Task goal –
Copy each line from the data that has the word "dark" in it.

Dataset excerpts –
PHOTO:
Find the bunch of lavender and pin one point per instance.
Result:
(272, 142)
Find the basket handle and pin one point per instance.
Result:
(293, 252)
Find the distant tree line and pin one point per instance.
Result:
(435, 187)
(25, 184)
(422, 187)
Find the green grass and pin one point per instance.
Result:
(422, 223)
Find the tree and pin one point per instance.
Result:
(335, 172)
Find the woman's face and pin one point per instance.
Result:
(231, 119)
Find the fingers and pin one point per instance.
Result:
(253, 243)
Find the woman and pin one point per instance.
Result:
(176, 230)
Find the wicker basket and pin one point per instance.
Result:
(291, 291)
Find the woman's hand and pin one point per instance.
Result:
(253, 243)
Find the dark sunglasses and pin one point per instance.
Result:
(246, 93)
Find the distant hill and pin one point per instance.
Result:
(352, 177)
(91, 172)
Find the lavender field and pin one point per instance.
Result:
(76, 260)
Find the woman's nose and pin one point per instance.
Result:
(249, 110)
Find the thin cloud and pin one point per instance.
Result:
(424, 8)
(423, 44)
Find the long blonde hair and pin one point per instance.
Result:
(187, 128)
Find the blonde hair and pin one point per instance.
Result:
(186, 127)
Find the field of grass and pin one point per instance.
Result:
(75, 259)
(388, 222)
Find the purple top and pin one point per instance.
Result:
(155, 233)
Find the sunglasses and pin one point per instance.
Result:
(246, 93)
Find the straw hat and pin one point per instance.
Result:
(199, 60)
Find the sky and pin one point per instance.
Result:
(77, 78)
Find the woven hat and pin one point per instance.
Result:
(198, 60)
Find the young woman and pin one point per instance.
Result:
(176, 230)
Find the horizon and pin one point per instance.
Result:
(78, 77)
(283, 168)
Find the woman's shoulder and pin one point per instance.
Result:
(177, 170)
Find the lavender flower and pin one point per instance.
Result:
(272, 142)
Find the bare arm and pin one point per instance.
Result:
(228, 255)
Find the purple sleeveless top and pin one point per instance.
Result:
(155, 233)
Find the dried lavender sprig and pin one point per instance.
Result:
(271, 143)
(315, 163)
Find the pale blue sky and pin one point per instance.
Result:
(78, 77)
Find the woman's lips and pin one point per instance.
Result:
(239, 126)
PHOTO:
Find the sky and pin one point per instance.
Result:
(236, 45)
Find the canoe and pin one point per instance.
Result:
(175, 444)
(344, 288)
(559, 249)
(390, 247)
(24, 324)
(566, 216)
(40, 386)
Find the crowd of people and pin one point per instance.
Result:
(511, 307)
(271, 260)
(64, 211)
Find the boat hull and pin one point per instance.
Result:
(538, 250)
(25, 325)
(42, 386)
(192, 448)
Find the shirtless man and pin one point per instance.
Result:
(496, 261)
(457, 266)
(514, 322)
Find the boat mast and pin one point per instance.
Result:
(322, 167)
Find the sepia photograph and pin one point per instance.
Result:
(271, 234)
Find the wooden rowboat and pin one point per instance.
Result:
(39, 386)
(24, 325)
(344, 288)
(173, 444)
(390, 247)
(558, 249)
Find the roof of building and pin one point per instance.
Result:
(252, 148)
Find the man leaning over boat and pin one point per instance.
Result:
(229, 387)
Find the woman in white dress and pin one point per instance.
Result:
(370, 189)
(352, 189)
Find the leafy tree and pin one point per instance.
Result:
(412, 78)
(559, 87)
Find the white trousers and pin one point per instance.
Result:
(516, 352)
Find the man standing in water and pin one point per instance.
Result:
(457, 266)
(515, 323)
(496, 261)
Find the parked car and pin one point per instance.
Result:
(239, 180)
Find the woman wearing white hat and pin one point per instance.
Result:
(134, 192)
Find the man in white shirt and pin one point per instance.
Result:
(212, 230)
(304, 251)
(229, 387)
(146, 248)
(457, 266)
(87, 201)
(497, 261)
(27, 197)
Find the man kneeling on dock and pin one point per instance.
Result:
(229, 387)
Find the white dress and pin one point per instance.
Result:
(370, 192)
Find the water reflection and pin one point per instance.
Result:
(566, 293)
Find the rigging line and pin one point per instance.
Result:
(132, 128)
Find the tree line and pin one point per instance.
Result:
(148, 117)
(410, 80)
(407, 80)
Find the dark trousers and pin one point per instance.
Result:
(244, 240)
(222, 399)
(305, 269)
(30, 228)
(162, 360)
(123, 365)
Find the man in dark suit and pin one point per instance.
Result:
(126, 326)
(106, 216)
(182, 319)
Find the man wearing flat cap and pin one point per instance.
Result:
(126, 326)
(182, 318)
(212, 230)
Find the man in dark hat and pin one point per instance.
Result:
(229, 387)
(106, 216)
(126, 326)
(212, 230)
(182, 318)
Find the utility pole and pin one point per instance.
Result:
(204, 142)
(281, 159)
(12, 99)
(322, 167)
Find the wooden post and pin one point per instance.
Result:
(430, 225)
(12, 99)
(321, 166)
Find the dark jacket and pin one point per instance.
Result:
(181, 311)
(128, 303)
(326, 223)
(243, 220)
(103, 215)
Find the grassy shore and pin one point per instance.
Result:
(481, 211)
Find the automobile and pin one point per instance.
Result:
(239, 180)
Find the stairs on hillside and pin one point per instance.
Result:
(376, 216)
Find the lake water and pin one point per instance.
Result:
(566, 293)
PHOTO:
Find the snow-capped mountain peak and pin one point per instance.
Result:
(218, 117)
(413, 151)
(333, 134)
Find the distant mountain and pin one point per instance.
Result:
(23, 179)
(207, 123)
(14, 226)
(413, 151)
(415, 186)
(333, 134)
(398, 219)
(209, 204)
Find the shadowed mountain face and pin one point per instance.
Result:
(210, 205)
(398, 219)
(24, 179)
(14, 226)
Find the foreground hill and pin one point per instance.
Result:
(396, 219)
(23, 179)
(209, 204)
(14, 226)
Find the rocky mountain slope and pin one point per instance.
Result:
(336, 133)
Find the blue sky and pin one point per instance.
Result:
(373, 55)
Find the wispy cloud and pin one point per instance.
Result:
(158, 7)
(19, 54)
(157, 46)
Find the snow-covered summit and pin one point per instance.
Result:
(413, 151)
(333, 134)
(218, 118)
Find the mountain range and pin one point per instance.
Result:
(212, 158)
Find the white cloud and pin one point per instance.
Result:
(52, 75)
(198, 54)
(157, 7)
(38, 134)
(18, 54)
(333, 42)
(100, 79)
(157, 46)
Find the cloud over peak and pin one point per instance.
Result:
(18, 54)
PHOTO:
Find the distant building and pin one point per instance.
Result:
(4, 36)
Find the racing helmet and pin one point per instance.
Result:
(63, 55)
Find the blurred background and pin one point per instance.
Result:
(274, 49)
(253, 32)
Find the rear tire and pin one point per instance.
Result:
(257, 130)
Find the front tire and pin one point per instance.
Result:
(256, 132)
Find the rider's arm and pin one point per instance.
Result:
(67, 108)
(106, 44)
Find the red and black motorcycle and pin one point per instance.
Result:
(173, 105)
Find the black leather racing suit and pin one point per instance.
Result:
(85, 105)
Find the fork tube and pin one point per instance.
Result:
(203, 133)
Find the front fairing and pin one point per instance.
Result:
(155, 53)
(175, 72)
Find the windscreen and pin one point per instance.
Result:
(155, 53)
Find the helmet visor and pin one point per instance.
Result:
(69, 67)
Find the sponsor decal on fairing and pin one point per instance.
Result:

Your response –
Find the dark sunglasses and pin one point per instance.
Find the dark trousers and pin one point per instance.
Find the man in dark suit and pin one point per instance.
Find the man in dark hat and pin one point per instance.
Find the dark jacket and pin one point per instance.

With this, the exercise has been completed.